● **Selected excerpt**:
——————

0

I am trying to see feasibility of replacing the hundreds of feed file ETL jobs created using SSIS packages with apache flink jobs (and kuberentes as underlying infra). One recommendation i saw in some article is "to use one flink cluster for one type of job".

Since i have handful jobs per day of each job type, then this means the best way for me is to create flinkcluster on the fly when executing the job and destroy it to free up resources, is that correct way to do it? I am setting up flinkcluster without job manager.

Any suggestions on best practices for using flink for batch ETL activities.

May be most important question: is flink correct solution for the problem statement or should i go more into Talend and other classic ETL tools?

Vishal
  • 11
  • 2
  • Could you please update your question with the frequency that these ETL jobs are executed? Depending on the answers, I'd have different recommendations. – Arvid Heise Aug 19 '20 at 08:22
  • "i have handful jobs per day of each job type" and several such job types. Total jobs are in 100s mostly related to updating the data from one system to other – Vishal Aug 20 '20 at 03:30

1 Answers1

0

Flink is well suited for running ETL workloads. The two deployment modes give you the following properties:

Session cluster

A session cluster allows to run several jobs on the same set of resources (TaskExecutors). You start the session cluster before submitting any resources.

Benefits:

  • No additional cluster deployment time needed when submitting jobs => Faster job submissions
  • Better resource utilization if individual jobs don't need many resources
  • One place to control all your jobs

Downsides:

  • No strict isolation between jobs
    • Failures caused by job A can cause job B to restart
    • Job A runs in the same JVM as job B and hence can influence it if statics are used

Per-job cluster

A per-job cluster starts a dedicated Flink cluster for every job.

Benefits

  • Strict job isolation
  • More predictable resource consumption since only a single job runs on the TaskExecutors

Downsides

  • Cluster deployment time is part of the job submission time, resulting in longer submission times
  • Not a single cluster which controls all your jobs

Recommendation

So if you have many short lived ETL jobs which require a fast response, then I would suggest to use a session cluster because you can avoid the cluster start up time for every job. If the ETL jobs have a long runtime, then this additional time will carry no weight and I would choose the per-job mode which gives you more predictable runtime behaviour because of strict job isolation.

——————

● **Collected material**:
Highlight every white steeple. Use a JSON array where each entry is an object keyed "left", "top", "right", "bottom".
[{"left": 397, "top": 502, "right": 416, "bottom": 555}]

——————

● **Written problem A**: Translate this sentence from the Flink thread into Spanish: "A per-job cluster starts a dedicated Flink cluster for every job."
● **Written problem B**: In the Flink thread, which deployment mode does the answer suggest for many short-lived ETL jobs that require a fast response?

● **Problem solution A**: Un clúster por trabajo inicia un clúster de Flink dedicado para cada trabajo.

● **Problem solution B**: A session cluster.